-- EXERCISE TEXT follows --

How We Built Our Multi-Agent Research System
Anthropic’s Research feature uses multiple Claude agents working in parallel to tackle complex research tasks more effectively than single-agent approaches. Here’s what we learned building this system from prototype to production.
Why Multi-Agent Systems Excel at Research
Research involves unpredictable, path-dependent exploration. You can’t hardcode fixed steps for investigating complex topics—the process adapts based on discoveries along the way.
Multi-agent systems solve this through parallel exploration. While a single agent searches sequentially, our system spawns specialized subagents that investigate different aspects simultaneously. Each subagent operates in its own context window, providing separation of concerns and reducing path dependency.
Our internal evaluations show dramatic improvements: multi-agent Claude Opus 4 with Sonnet 4 subagents outperformed single-agent Opus 4 by 90.2% on research tasks. The system excels at breadth-first queries requiring multiple independent directions.
The key insight: token usage explains 80% of performance variance in browsing evaluations. Multi-agent architectures effectively scale token usage by distributing work across separate context windows.
Architecture: Orchestrator-Worker Pattern
Our system uses a lead agent that coordinates specialized subagents operating in parallel.
When you submit a query, the lead agent:
- Analyzes the request and develops a strategy
- Spawns subagents to explore different aspects simultaneously
- Synthesizes results and determines if more research is needed
- Passes findings to a citation agent for proper attribution
This differs from traditional RAG approaches that use static retrieval. Our architecture performs multi-step search that dynamically finds information, adapts to findings, and analyzes results.
Prompt Engineering Lessons
Multi-agent systems introduce coordination complexity that single-agent prompting doesn’t address. Here’s what worked:
Think like your agents. Build simulations using the exact prompts and tools from your system. Watch agents work step-by-step to understand failure modes like continuing when they have sufficient results or using overly verbose search queries.
Teach delegation explicitly. Each subagent needs an objective, output format, tool guidance, and clear task boundaries. Vague instructions like “research the semiconductor shortage” led to duplicated work and missed coverage.
Scale effort to query complexity. Embed scaling rules in prompts: simple fact-finding needs 1 agent with 3-10 tool calls, complex research might use 10+ subagents with divided responsibilities.
Design agent-tool interfaces carefully. Tool descriptions must be distinct and clear. Bad descriptions send agents down wrong paths. We created a tool-testing agent that rewrites descriptions after testing tools dozens of times, reducing task completion time by 40%.
Start wide, then narrow. Prompt agents to begin with short, broad queries, evaluate what’s available, then progressively focus. This mirrors expert human research patterns.

-- EXERCISE TEXT concluded --
-- DATA EXCERPTS follows --

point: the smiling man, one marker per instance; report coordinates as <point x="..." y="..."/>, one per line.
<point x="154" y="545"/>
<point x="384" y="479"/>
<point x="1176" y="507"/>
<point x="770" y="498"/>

-- DATA EXCERPTS concluded --

Extract from the multi-agent research article the stretch from "The key insight: token" through "separate context windows.", copying it word for word.

The key insight: token usage explains 80% of performance variance in browsing evaluations. Multi-agent architectures effectively scale token usage by distributing work across separate context windows.